- [Your goal]: Could you put the rows below into a numbered list, starting at the very first line and ending with the line containing "20], [61, 48]]" (both lines included), and skip any blank lines?

** start of Exercise input **

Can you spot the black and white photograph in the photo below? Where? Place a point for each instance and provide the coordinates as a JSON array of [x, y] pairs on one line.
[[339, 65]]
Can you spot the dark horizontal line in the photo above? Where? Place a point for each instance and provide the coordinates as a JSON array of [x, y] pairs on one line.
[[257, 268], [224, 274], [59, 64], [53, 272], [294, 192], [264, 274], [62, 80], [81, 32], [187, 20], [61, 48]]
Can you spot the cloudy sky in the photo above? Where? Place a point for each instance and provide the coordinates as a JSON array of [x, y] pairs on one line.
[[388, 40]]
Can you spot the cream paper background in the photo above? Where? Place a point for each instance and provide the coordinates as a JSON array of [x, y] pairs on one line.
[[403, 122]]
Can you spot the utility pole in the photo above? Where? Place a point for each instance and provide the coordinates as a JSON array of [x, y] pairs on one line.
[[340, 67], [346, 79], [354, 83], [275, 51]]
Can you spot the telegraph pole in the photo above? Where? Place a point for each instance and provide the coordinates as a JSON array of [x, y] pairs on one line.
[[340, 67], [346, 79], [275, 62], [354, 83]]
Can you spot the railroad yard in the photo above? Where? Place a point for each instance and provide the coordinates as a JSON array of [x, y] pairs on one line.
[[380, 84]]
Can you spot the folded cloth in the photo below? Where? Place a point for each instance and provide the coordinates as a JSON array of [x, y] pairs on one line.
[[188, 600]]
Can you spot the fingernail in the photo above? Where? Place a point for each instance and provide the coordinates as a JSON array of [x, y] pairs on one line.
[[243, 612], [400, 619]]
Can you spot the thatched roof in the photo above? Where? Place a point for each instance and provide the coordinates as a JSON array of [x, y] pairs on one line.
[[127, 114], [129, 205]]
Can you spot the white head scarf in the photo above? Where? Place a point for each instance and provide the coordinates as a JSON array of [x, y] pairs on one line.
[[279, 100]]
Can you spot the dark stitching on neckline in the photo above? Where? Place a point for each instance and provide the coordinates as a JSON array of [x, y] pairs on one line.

** end of Exercise input **

- [Solution to the problem]:
1. Can you spot the black and white photograph in the photo below? Where? Place a point for each instance and provide the coordinates as a JSON array of [x, y] pairs on one line.
2. [[339, 65]]
3. Can you spot the dark horizontal line in the photo above? Where? Place a point for each instance and provide the coordinates as a JSON array of [x, y] pairs on one line.
4. [[257, 268], [224, 274], [59, 64], [53, 272], [294, 192], [264, 274], [62, 80], [81, 32], [187, 20], [61, 48]]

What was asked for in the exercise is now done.